• Work to complete
Return every line of the material below character for character, leaving out the pictures.

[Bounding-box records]
◆ ◆ ◆
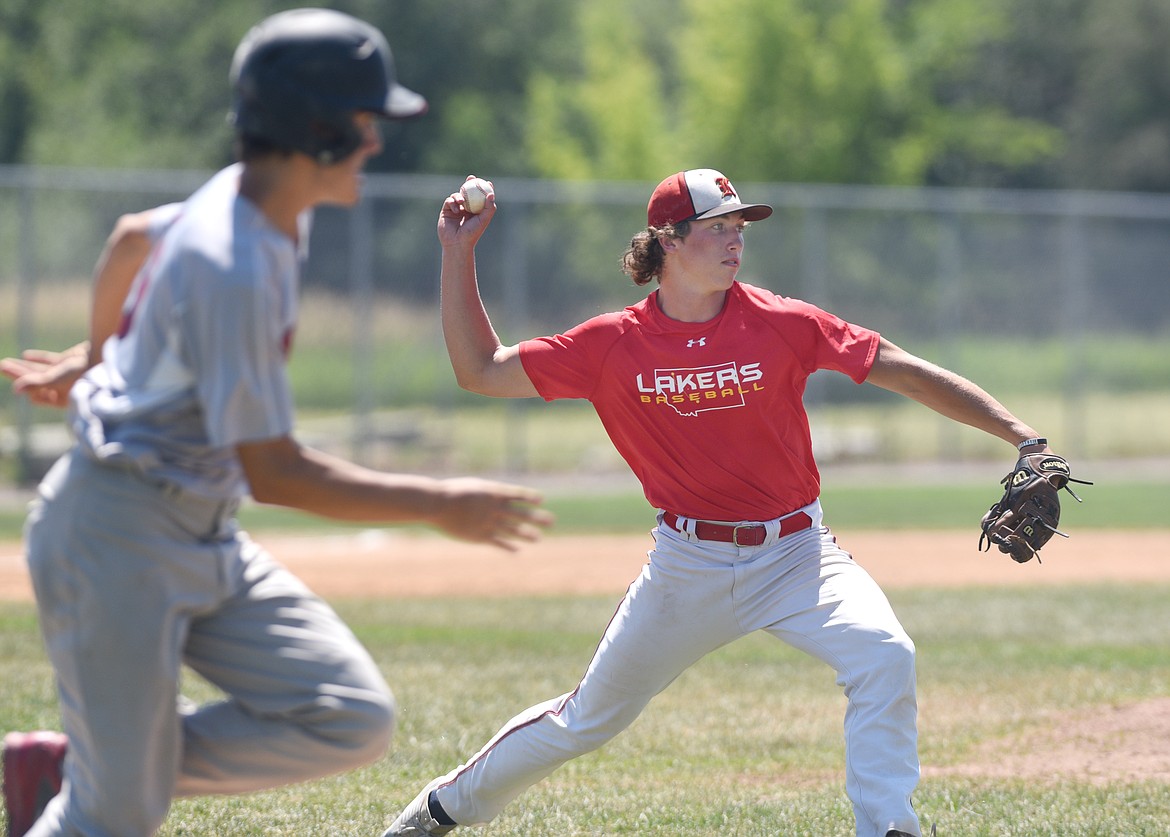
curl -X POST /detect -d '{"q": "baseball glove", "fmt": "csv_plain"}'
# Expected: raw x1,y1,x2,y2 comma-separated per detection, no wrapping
979,453,1093,564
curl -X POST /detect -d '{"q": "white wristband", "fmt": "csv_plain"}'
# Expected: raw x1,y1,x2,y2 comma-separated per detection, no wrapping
1016,437,1048,451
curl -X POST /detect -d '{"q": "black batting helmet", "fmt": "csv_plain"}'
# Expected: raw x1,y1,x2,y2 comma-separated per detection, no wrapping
230,8,427,164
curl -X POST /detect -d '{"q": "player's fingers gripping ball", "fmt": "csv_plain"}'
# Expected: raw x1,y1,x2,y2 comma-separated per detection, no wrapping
979,453,1093,564
459,177,495,215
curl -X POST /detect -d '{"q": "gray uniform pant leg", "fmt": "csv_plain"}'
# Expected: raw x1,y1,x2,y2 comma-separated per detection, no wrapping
27,454,394,837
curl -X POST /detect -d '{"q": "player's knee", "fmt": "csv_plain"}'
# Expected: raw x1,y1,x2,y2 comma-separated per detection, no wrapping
316,688,398,767
878,633,916,684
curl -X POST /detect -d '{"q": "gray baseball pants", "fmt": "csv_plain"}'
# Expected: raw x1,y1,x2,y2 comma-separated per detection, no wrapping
26,452,395,837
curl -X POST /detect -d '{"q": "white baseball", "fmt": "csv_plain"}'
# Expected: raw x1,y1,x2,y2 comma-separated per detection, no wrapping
459,178,491,215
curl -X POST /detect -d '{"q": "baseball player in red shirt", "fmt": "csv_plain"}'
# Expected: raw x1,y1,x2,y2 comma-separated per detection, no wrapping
385,169,1062,837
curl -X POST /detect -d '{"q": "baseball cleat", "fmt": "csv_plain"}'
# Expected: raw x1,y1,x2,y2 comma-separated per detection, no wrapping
381,783,455,837
4,732,69,837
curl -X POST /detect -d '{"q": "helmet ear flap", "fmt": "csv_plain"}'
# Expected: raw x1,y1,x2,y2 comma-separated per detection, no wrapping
308,119,362,165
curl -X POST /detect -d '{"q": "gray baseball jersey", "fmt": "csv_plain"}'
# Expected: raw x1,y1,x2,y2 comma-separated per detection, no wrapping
70,166,303,498
26,167,394,837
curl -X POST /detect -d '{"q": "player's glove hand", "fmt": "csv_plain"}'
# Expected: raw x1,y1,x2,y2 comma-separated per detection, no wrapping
979,453,1093,564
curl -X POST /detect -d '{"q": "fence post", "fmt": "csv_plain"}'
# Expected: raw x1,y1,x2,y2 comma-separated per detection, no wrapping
503,203,530,474
1060,212,1089,457
349,198,376,462
15,181,37,485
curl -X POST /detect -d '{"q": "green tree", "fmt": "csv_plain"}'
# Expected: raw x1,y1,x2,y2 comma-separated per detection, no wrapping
528,0,1059,184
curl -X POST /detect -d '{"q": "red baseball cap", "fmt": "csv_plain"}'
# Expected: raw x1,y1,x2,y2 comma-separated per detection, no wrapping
646,169,772,227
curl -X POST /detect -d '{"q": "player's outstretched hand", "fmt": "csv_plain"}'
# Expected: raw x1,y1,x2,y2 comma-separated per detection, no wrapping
432,476,552,551
439,174,496,247
0,343,89,407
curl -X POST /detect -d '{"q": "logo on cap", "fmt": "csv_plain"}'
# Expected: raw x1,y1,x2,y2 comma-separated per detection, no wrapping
646,169,772,227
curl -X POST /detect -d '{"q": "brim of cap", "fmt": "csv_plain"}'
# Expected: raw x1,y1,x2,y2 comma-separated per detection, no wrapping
383,83,427,119
689,204,772,221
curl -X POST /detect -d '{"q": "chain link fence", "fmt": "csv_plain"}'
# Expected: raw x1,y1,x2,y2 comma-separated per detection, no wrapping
0,167,1170,481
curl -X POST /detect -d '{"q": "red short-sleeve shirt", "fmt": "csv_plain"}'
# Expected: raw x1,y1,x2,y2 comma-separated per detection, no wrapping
521,282,880,521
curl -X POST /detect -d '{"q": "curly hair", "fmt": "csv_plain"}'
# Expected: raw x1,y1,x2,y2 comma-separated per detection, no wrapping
621,221,690,284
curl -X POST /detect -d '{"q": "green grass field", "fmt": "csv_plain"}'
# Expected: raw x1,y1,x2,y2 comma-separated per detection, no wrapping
0,584,1170,837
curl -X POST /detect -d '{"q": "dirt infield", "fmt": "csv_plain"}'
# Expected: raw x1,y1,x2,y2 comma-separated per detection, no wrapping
0,529,1170,783
0,529,1170,599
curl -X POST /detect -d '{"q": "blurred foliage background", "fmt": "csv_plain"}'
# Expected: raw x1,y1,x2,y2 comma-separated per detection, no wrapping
0,0,1170,191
◆ ◆ ◆
• Response
curl -X POST /detect -d '{"q": "baseball glove", "fmt": "csv_plain"}'
# Expected: raw x1,y1,x2,y2 comma-separated per detection, no wrapping
979,453,1093,564
curl -X POST /detect -d '{"q": "white wristband", "fmt": "csv_plain"}'
# Expected: raw x1,y1,x2,y2 comma-separated per detection, no wrapping
1016,437,1048,451
curl -X POST /detect -d '{"q": "black batting helmet", "fmt": "csv_plain"}'
# Expected: raw x1,y1,x2,y2 comma-separated per detection, no wrapping
230,8,427,164
curl -X POST /detect -d '{"q": "player's fingers gripping ball", "fmt": "csv_plain"}'
# Expected: raw x1,y1,x2,y2 comma-separated per detection, no wrapping
979,453,1093,564
459,177,495,215
curl -X POST /detect -d '{"q": "gray uniform pant leg", "fmt": "csv_plain"}'
# Expected: raw x1,y1,x2,y2 comma-separated per detection, no wrapping
27,454,394,837
curl -X POST /detect -d '{"q": "player's knee", "fmt": "csv_plain"}'
# Expected: raw x1,y1,x2,y2 comma-separated per detection, no wrapping
316,688,398,767
878,633,916,684
curl -X POST /detect -d '{"q": "gray baseball pants", "fmt": "csv_plain"}'
# Expected: raw x1,y1,x2,y2 comma-separated per detection, no wrapping
26,452,395,837
curl -X POST /detect -d '{"q": "white baseball", "fmt": "csv_plain"}'
# Expected: raw x1,y1,x2,y2 comma-separated per detection, no wrapping
459,178,491,215
curl -X POST /detect -d '{"q": "baseball player in red shirt", "fmt": "csv_plain"}'
# Expected: raw x1,y1,x2,y2 comma-separated per detection, no wrapping
385,169,1062,837
curl -X POST /detect -d '{"q": "baseball cleat", "fmt": "csv_plain"}'
# Expected: raw x1,y1,x2,y2 comma-separated per detection, no wrapping
381,783,455,837
4,732,69,837
curl -X POST /detect -d '{"q": "helmet ear flap", "fmt": "csv_plain"}'
# Expected: raw x1,y1,x2,y2 comma-separated per detection, no wrapping
308,119,362,165
curl -X POST /detect -d '{"q": "gray baseball jersey", "fmt": "csv_plain"}'
# Expected: raw x1,y1,x2,y2 comma-separated per detection, no wrapping
70,166,303,498
26,167,394,837
curl -X POST /detect -d '{"q": "player's glove hand", "fmt": "csv_plain"}'
# Expected: raw x1,y1,x2,y2 comma-separated per detection, no wrapping
979,453,1093,564
curl -X POST /detect -d '{"q": "fence post", "fmt": "csv_plain"}'
# Expected: raw x1,y1,x2,y2 comma-separated per detection, no wrapping
503,203,530,474
1060,212,1089,457
349,198,376,462
15,181,37,485
curl -X POST /detect -d '{"q": "green tree", "fmt": "csv_plain"}'
# Expected: raw x1,y1,x2,y2 comma-separated per detection, no wrapping
528,0,1059,184
curl -X POST /detect -d '{"q": "red baseball cap", "fmt": "csv_plain"}'
# Expected: raw x1,y1,x2,y2 comma-separated per detection, no wrapping
646,169,772,227
curl -X POST /detect -d '{"q": "player's outstretched hand", "fmt": "csv_plain"}'
# Expected: raw x1,y1,x2,y2 comma-separated per detection, no wrapping
432,476,552,551
439,174,496,247
0,343,89,407
curl -X POST /detect -d '{"q": "logo on cap", "fmt": "csv_plain"}'
# Expected: raw x1,y1,x2,y2 comma-separated per detection, no wrapping
646,169,772,227
curl -X POST /detect -d '{"q": "brim of cap", "fmt": "csv_plain"}'
# Expected: raw x1,y1,x2,y2 comma-separated per detection, no wrapping
383,83,427,119
689,204,772,221
curl -X POST /detect -d '{"q": "chain link fence", "fmt": "csv_plain"}'
# Expected: raw x1,y1,x2,y2 comma-separated per detection, no wrapping
0,167,1170,481
curl -X POST /detect -d '{"q": "red short-sleeve shirt", "fmt": "csv_plain"}'
# Expected: raw x1,y1,x2,y2 comma-separated per detection, no wrapping
521,282,880,521
curl -X POST /detect -d '{"q": "curly hair", "fmt": "csv_plain"}'
# Expected: raw x1,y1,x2,y2 comma-separated per detection, no wrapping
621,221,690,284
curl -X POST /detect -d '{"q": "green grass field", "fmt": "csv_plain"}'
# Expected: raw x1,y1,x2,y2 comma-separated per detection, no wrapping
0,584,1170,837
curl -X POST /detect -d '{"q": "dirt infield", "fmt": "csv_plain"}'
# Expected: raw x1,y1,x2,y2 comma-separated per detection, no wrapping
0,529,1170,783
0,529,1170,599
curl -X POST /detect -d '{"q": "blurred foliage background", "fmt": "csv_plain"}'
# Expected: raw x1,y1,x2,y2 comma-separated per detection, no wrapping
0,0,1170,191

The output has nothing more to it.